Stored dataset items
________________

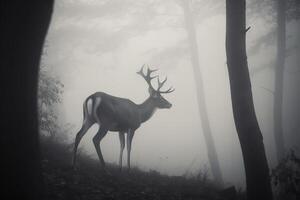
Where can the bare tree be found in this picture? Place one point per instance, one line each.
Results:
(210, 144)
(250, 137)
(24, 26)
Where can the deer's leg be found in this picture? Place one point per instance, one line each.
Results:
(97, 139)
(85, 127)
(122, 145)
(130, 134)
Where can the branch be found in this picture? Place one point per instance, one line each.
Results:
(247, 29)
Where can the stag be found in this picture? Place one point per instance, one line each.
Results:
(120, 115)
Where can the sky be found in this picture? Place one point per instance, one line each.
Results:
(100, 45)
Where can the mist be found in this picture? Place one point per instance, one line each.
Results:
(100, 45)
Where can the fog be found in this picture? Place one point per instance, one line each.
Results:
(100, 45)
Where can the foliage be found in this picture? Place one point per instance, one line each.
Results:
(286, 177)
(49, 94)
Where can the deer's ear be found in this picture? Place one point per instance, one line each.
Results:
(151, 91)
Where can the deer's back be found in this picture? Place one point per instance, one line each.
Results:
(119, 114)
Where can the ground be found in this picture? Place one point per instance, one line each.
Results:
(89, 182)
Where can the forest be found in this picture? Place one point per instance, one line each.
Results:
(149, 99)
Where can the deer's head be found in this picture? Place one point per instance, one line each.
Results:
(155, 94)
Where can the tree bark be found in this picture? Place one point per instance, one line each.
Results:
(249, 134)
(211, 149)
(279, 73)
(24, 24)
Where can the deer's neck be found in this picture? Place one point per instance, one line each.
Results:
(146, 110)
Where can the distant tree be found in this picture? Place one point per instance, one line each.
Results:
(49, 94)
(24, 26)
(278, 12)
(210, 144)
(279, 74)
(250, 137)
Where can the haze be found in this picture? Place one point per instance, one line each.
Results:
(100, 45)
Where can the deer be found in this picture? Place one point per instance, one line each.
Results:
(121, 115)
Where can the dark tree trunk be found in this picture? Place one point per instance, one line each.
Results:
(279, 73)
(251, 140)
(24, 25)
(210, 144)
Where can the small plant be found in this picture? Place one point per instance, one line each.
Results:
(286, 177)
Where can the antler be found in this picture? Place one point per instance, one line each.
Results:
(147, 76)
(160, 84)
(148, 79)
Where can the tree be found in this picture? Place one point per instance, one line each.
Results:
(249, 134)
(279, 72)
(49, 93)
(210, 144)
(24, 26)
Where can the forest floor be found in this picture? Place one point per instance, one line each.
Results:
(89, 182)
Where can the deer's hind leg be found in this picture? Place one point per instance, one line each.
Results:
(130, 135)
(122, 145)
(85, 127)
(97, 139)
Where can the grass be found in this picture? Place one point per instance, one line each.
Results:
(90, 182)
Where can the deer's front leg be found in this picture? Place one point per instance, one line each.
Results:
(130, 134)
(122, 145)
(97, 139)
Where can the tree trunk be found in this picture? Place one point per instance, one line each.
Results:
(279, 72)
(23, 29)
(211, 149)
(250, 137)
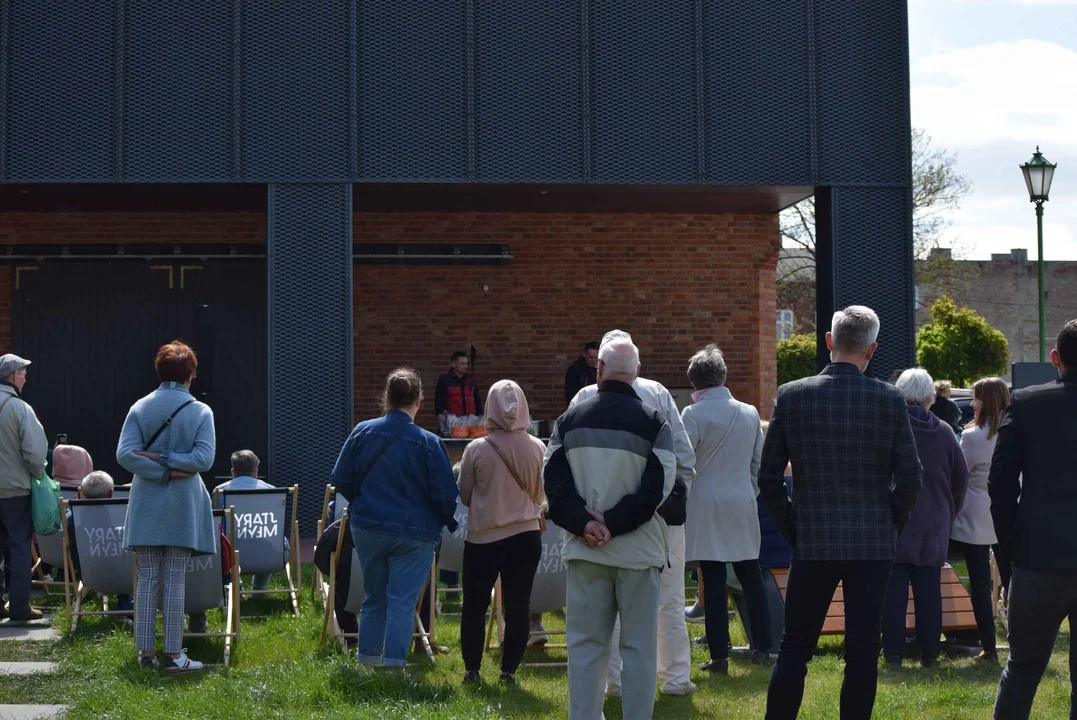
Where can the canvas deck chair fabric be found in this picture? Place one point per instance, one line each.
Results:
(107, 567)
(204, 587)
(423, 627)
(548, 594)
(262, 523)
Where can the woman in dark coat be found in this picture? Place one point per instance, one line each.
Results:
(922, 547)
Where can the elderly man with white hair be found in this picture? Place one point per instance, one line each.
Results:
(856, 476)
(609, 466)
(674, 649)
(922, 549)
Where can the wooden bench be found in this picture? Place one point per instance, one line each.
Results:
(956, 604)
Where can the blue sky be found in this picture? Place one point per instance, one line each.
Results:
(991, 80)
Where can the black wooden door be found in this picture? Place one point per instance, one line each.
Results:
(92, 330)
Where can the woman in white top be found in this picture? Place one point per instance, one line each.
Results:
(723, 522)
(974, 531)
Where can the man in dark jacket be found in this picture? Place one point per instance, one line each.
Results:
(1034, 522)
(855, 478)
(582, 372)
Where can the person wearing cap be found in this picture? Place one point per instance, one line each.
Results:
(23, 448)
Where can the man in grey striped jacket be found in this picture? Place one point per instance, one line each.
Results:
(609, 466)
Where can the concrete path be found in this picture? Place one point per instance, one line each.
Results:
(26, 668)
(31, 711)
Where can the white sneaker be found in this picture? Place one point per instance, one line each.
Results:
(181, 664)
(681, 690)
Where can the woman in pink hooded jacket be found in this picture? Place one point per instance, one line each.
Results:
(501, 484)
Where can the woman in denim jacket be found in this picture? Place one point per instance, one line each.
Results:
(400, 483)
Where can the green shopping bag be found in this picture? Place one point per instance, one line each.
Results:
(45, 505)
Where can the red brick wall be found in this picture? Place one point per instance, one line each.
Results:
(675, 282)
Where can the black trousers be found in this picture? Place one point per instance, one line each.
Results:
(1038, 603)
(978, 560)
(927, 602)
(15, 540)
(808, 597)
(515, 559)
(717, 622)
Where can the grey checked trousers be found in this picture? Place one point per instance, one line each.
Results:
(154, 562)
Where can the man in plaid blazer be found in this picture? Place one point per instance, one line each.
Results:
(855, 478)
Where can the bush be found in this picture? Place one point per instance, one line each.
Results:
(796, 358)
(960, 346)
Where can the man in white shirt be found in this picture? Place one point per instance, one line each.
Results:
(674, 649)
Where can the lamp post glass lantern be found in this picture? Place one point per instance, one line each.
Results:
(1038, 174)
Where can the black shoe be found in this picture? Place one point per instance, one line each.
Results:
(715, 666)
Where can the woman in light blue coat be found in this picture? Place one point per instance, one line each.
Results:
(167, 440)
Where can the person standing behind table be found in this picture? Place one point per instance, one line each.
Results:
(974, 531)
(167, 440)
(23, 448)
(674, 648)
(457, 393)
(399, 482)
(609, 466)
(501, 484)
(855, 476)
(582, 372)
(723, 525)
(946, 409)
(922, 548)
(1034, 521)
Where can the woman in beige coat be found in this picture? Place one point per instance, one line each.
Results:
(501, 484)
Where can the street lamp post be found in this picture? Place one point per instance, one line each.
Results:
(1038, 174)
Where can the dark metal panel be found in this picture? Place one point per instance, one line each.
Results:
(184, 132)
(295, 89)
(756, 92)
(862, 78)
(413, 89)
(870, 229)
(529, 92)
(61, 90)
(310, 337)
(644, 92)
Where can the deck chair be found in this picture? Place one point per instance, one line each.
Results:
(50, 551)
(205, 590)
(108, 568)
(548, 594)
(423, 631)
(318, 584)
(262, 521)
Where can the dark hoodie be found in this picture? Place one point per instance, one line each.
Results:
(926, 537)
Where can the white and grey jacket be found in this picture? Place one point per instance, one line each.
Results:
(612, 454)
(23, 445)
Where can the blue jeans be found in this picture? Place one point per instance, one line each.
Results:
(1038, 603)
(394, 570)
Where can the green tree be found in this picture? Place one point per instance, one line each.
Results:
(796, 358)
(960, 346)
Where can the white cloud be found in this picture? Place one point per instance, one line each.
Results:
(1022, 90)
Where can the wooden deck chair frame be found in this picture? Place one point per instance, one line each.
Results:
(231, 633)
(292, 570)
(79, 590)
(423, 633)
(498, 620)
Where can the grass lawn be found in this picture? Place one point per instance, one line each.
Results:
(278, 671)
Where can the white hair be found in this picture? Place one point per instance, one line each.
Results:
(619, 356)
(97, 485)
(918, 386)
(854, 329)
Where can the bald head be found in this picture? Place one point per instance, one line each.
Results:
(619, 360)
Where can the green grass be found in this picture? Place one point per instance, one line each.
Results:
(278, 671)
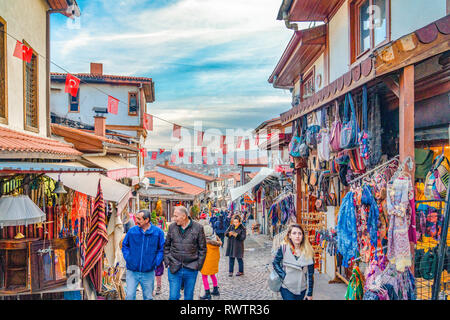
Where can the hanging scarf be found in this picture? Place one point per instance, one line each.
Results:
(346, 229)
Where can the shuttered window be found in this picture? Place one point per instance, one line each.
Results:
(31, 94)
(3, 106)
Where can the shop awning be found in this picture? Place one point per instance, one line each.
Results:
(87, 183)
(239, 191)
(38, 167)
(116, 166)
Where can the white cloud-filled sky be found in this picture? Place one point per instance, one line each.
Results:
(209, 59)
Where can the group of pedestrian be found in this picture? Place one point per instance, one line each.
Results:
(188, 248)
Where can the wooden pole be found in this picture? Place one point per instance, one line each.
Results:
(406, 125)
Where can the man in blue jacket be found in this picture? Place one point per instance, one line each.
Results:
(143, 251)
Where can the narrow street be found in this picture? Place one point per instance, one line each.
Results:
(253, 285)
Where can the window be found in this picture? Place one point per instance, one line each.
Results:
(30, 95)
(3, 104)
(369, 21)
(308, 85)
(74, 102)
(132, 104)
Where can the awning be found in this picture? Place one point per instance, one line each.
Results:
(116, 166)
(87, 183)
(42, 167)
(239, 191)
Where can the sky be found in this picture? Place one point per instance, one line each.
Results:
(209, 59)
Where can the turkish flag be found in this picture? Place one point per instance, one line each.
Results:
(238, 145)
(72, 84)
(148, 122)
(23, 52)
(200, 136)
(176, 131)
(247, 144)
(113, 105)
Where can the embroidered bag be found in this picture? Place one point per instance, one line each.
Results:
(363, 136)
(323, 139)
(349, 133)
(335, 132)
(436, 182)
(312, 132)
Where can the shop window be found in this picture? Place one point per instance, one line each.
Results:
(74, 102)
(30, 95)
(132, 103)
(308, 85)
(369, 23)
(3, 105)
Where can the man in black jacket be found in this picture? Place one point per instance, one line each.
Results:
(184, 253)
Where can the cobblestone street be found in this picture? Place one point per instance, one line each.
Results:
(253, 285)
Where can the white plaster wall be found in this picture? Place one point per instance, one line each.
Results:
(90, 97)
(25, 20)
(410, 15)
(339, 43)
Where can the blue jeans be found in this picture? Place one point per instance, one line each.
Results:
(287, 295)
(240, 263)
(147, 281)
(188, 277)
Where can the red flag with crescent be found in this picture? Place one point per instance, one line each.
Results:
(72, 84)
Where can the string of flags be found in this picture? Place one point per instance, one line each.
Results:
(72, 84)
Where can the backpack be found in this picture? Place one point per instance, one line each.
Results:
(436, 182)
(423, 159)
(335, 132)
(349, 133)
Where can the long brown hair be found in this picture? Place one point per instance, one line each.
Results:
(305, 247)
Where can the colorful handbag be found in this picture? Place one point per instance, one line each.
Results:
(436, 182)
(335, 132)
(349, 133)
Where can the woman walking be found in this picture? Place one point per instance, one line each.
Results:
(293, 260)
(236, 234)
(211, 265)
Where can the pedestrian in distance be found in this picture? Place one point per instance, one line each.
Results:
(211, 265)
(293, 260)
(236, 234)
(184, 253)
(143, 249)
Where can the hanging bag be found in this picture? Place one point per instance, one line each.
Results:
(436, 182)
(312, 132)
(335, 132)
(323, 139)
(363, 136)
(349, 133)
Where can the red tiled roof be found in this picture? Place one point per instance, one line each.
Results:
(188, 172)
(105, 77)
(16, 141)
(179, 186)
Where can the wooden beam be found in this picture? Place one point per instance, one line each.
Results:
(406, 115)
(392, 85)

________________

*What you will do*.
Copy out, exactly and alone, the lines of the entries above between the ones holding "Where can the shop window" and "Where can the backpack", inclusive.

*Response to the task*.
Where can the shop window be found in this picture? Place one point per instance, one line each.
Results:
(74, 102)
(30, 95)
(132, 103)
(308, 85)
(369, 23)
(3, 105)
Where can the man in black jacket be found in this picture? Place one point per instance, one line each.
Results:
(184, 253)
Where can the cobblestone street be found in this picture? Place one point per instance, one line each.
Results:
(253, 285)
Where can the white plaster wall be found in this picture? Place one point per instance, one line each.
Results:
(90, 97)
(25, 20)
(410, 15)
(339, 43)
Where can the blue jeans be found in this picture? Place one point per instance, one line each.
Results:
(287, 295)
(240, 263)
(147, 281)
(188, 277)
Where can the red flag with crescent be found in this picture? Place one point per instance, one line each.
Results:
(72, 84)
Where can the string of flags be found in this picture? Place one point per instance, one line each.
Results:
(72, 84)
Where can the backpack be found in this picture? Place one point per instance, one line each.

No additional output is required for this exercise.